◆ Records for this task ◆
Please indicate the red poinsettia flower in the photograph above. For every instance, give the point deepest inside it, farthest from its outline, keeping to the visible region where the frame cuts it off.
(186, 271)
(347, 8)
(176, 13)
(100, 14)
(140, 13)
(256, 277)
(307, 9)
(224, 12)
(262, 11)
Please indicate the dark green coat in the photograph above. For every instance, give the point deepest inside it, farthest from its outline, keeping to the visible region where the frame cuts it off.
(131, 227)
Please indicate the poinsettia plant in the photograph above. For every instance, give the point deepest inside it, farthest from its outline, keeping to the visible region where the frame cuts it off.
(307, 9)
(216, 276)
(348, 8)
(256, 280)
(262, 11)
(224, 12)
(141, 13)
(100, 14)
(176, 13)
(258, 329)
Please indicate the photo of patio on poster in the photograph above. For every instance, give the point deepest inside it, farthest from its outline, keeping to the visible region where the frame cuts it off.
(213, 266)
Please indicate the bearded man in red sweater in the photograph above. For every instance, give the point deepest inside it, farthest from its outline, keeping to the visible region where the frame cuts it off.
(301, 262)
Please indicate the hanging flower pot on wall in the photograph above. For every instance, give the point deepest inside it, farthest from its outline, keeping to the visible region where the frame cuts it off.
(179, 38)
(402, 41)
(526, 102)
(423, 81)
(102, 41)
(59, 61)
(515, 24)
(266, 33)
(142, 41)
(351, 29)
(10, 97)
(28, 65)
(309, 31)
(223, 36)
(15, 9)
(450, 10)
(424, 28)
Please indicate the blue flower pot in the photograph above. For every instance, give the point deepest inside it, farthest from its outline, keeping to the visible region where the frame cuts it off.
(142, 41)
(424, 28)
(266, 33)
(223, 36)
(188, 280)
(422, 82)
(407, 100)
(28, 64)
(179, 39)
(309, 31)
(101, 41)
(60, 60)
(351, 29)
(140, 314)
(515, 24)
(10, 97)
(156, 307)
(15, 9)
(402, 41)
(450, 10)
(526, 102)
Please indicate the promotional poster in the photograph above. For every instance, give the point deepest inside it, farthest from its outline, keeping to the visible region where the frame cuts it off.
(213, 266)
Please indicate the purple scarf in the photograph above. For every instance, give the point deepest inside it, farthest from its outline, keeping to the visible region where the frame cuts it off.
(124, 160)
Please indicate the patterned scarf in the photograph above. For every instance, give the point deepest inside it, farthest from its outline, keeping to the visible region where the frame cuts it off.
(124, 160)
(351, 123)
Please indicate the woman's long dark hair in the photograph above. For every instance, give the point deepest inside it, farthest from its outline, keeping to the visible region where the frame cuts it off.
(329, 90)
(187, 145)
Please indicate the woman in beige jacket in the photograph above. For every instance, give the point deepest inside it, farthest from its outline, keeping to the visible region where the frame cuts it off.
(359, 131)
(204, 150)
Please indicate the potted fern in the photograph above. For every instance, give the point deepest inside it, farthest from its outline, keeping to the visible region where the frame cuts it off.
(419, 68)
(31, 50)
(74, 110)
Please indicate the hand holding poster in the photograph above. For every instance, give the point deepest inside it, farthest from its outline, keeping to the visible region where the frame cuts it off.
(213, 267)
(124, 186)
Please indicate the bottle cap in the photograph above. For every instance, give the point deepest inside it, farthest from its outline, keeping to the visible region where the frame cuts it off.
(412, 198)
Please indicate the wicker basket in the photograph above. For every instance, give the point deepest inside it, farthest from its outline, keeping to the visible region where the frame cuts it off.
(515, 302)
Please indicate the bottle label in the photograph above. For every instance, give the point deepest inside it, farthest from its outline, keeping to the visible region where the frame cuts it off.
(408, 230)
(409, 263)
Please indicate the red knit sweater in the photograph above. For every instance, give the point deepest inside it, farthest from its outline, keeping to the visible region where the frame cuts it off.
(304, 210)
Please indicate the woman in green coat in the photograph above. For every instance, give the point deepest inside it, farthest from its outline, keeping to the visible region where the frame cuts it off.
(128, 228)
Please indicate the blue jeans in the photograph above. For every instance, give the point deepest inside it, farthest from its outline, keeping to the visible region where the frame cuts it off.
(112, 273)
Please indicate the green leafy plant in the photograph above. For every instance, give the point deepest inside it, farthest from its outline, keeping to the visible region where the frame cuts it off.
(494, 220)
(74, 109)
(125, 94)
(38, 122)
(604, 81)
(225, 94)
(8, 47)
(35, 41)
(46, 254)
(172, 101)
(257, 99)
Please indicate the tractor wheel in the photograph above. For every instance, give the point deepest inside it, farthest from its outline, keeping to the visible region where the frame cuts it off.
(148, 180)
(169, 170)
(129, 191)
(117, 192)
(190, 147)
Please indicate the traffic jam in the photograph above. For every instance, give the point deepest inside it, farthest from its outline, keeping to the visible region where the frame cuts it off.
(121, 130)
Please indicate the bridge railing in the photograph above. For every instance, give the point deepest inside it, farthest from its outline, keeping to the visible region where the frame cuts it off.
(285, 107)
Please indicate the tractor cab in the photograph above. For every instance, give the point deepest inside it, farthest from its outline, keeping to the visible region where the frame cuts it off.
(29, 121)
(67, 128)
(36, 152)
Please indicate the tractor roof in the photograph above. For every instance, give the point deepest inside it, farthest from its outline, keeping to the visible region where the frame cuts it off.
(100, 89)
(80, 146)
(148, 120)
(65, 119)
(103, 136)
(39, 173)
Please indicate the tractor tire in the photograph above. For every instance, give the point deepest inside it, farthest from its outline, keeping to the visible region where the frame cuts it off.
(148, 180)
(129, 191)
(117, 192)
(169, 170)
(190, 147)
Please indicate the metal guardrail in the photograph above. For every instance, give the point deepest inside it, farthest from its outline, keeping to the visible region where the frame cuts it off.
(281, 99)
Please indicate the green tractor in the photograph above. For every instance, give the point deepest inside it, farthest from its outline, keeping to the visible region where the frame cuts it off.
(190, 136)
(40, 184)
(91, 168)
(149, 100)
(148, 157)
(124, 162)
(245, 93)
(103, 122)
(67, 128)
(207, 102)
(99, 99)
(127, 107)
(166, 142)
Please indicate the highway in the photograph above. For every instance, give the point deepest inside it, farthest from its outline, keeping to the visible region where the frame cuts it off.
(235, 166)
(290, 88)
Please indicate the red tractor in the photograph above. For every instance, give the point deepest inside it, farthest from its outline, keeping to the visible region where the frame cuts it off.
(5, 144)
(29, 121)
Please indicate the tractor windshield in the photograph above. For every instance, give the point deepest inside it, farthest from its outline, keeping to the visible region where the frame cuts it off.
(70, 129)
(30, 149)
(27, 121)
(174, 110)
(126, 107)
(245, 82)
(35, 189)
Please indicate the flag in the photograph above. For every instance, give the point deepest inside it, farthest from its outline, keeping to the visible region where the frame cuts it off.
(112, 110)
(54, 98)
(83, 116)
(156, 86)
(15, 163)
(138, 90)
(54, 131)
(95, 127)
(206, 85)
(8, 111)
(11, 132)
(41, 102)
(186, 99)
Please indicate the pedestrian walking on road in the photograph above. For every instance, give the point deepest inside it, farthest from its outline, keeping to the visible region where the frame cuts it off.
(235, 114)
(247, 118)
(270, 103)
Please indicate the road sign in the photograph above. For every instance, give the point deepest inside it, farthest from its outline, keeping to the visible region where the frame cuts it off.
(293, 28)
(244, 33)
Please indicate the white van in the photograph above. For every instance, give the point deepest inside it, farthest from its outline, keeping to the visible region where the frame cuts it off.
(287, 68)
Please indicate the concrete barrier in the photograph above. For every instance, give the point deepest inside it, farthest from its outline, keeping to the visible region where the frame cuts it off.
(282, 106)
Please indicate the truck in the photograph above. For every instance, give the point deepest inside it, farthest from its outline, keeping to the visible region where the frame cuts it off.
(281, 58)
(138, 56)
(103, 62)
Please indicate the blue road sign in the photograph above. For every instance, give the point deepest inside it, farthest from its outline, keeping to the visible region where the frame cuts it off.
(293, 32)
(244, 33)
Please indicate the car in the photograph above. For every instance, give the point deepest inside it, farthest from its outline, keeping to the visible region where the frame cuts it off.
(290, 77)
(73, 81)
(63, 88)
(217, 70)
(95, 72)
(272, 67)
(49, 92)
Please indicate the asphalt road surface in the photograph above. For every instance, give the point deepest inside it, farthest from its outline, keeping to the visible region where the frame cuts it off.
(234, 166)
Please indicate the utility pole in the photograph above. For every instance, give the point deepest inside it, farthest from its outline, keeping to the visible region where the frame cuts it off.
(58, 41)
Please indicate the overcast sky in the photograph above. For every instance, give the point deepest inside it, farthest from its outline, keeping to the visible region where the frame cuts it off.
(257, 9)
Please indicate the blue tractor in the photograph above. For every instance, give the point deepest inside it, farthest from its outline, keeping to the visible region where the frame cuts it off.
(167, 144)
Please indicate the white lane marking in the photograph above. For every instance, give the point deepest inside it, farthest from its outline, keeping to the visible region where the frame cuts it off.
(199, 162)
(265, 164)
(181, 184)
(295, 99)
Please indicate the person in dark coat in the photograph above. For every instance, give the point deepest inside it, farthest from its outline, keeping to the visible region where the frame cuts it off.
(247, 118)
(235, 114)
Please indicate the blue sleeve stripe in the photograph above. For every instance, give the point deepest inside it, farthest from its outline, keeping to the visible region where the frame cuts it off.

◆ Aim of the exercise ◆
From the line containing "Please indicate the overcast" through the final line of the listing above, retype every line exactly; leave out everything else.

◆ Expected answer ◆
Please indicate the overcast sky in the photograph above. For every instance, give the point deepest inside it, farthest from its outline, keeping to the visible region where the frame cuts it off.
(257, 9)
Please indicate the blue tractor in the photograph above. For every instance, give the point deepest inside it, farthest from its outline, keeping to the visible region where the frame cuts it off.
(167, 144)
Please indicate the white lane marking in the photograph above. For every instance, give the point deepest inside it, farthest from its outline, keeping to the visible region where the frame cuts it off.
(199, 162)
(265, 164)
(181, 184)
(295, 99)
Please indicate the person in dark coat in the photograph above. For every instance, give the point deepest inside it, farthest from its outline, keeping to the visible region where the frame cuts it off.
(247, 118)
(235, 114)
Please indicate the blue sleeve stripe in the photograph above. For every instance, give the point deepest inside it, farthest from its outline, keeping to the visible region where the frame cuts it off.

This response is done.